▸ WHAT TO WORK ON: Would you copy the line that includes "Tag the tyre" and every line that follows it, down to the last line of the listing below, exactly as they stand?

▸ EXTRACTED INFORMATION:
┌──
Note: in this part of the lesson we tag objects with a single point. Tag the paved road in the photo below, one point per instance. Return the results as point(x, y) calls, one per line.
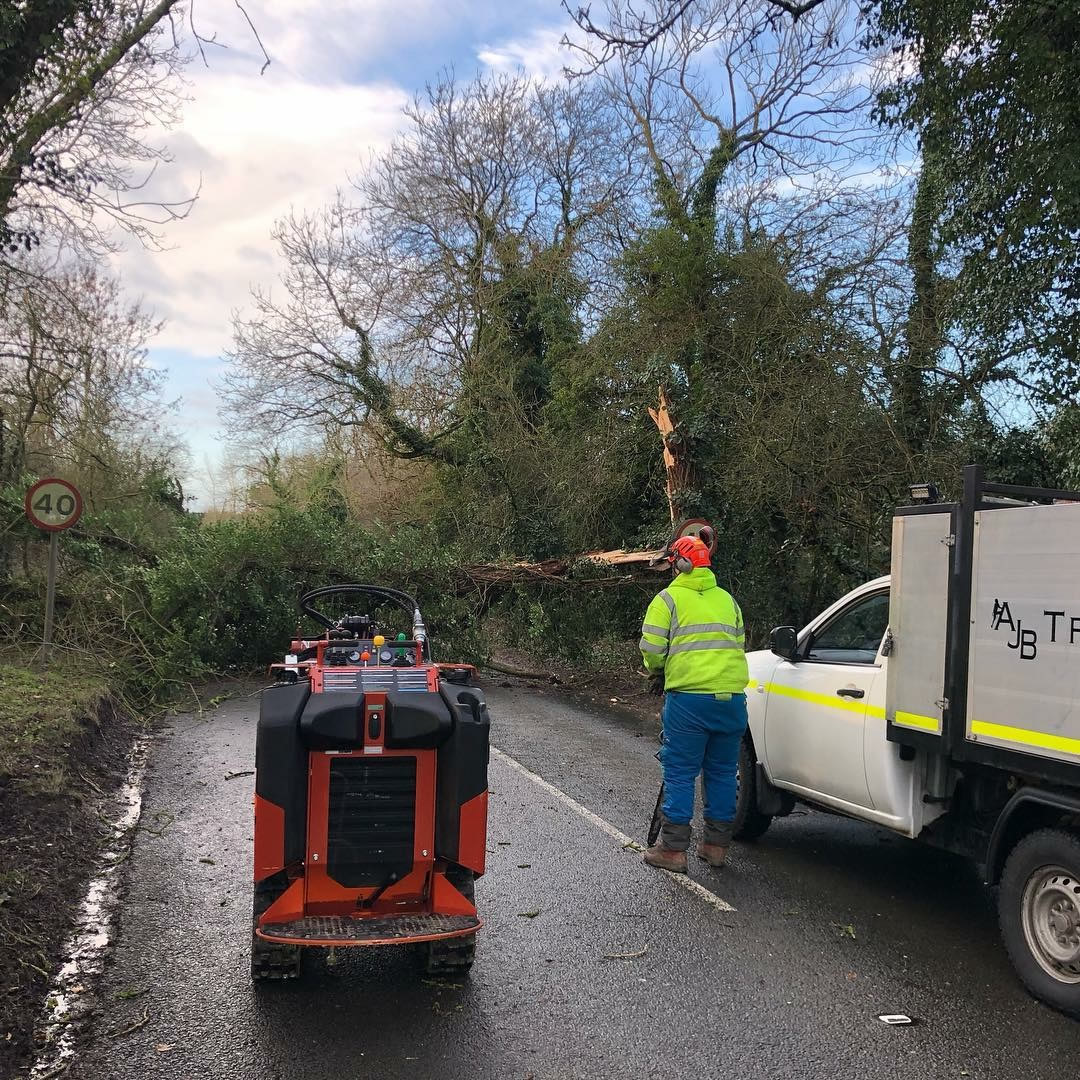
point(832, 925)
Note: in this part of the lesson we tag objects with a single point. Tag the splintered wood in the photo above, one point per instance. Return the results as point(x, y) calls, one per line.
point(676, 463)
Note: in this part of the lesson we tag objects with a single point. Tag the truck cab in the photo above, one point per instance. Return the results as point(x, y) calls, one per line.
point(818, 716)
point(943, 702)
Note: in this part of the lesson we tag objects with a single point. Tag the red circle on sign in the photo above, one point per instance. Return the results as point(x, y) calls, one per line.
point(58, 518)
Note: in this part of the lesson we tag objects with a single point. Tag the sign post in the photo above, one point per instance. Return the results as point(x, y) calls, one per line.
point(52, 504)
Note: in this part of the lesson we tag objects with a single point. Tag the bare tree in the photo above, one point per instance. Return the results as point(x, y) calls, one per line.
point(390, 307)
point(738, 85)
point(72, 373)
point(82, 82)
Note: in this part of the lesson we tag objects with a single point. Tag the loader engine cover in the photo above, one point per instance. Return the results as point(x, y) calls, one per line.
point(370, 794)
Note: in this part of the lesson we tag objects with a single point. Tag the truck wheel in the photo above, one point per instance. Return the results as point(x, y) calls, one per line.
point(451, 957)
point(750, 822)
point(1039, 912)
point(271, 962)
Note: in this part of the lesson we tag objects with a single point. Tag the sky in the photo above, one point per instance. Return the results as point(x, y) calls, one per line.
point(255, 146)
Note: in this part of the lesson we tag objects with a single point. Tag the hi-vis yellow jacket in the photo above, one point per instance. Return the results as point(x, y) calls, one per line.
point(693, 631)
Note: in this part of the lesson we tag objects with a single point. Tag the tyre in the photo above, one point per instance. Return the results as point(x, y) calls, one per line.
point(453, 957)
point(271, 962)
point(1039, 913)
point(750, 823)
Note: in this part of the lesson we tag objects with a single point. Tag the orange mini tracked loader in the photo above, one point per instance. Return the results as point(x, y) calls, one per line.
point(370, 795)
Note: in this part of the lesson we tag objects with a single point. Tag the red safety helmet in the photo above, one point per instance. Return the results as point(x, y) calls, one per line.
point(687, 553)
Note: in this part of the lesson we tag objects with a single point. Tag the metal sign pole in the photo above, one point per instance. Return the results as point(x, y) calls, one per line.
point(50, 598)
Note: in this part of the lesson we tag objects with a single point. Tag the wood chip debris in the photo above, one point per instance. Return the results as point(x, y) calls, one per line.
point(626, 956)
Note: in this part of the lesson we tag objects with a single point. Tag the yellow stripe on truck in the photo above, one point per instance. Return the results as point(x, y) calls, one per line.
point(917, 720)
point(1026, 738)
point(829, 701)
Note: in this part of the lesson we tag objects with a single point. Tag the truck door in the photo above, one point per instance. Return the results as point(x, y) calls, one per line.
└──
▸ EXERCISE RESULT:
Note: in this part of the lesson we tag objects with a single point. Tag the tyre in the photo above, one point per instance. Return the results as point(x, y) calls, one per line.
point(453, 957)
point(271, 962)
point(1039, 913)
point(750, 823)
Note: in this part of the lesson we tag objects with a single point. Tag the orange mini tracked loader in the photo above, one point per instance. Return the results as point(x, y) calls, one per line.
point(370, 795)
Note: in this part of the lesson we tag objects with a single point. Tag the red safety helmet in the photo above, one point per instance. Return the results as point(x, y) calls, one per line.
point(687, 553)
Note: in this part of the lesson we tag objects with a single point. Tag the metal sign pole in the photo above, one point per instance. Return the results as point(x, y) calls, one per line.
point(50, 598)
Note: in this part of the lesson we tag objects with a single point. Tag the wood chip debris in the photo above, one point per instance. Return the results as point(x, y) calls, one per line.
point(626, 956)
Note: in this part of the lesson we tag objects with a single point. Tag the yellow stripe on truck in the photo above, one point per instance. Return the results as point(x, y) calls, one per line.
point(917, 720)
point(1026, 738)
point(829, 701)
Note: in this part of the lesson we tag objects with a single point. Tag the truck door in the photo above, one point per instance. Return the results as point(x, y) calls, one per line.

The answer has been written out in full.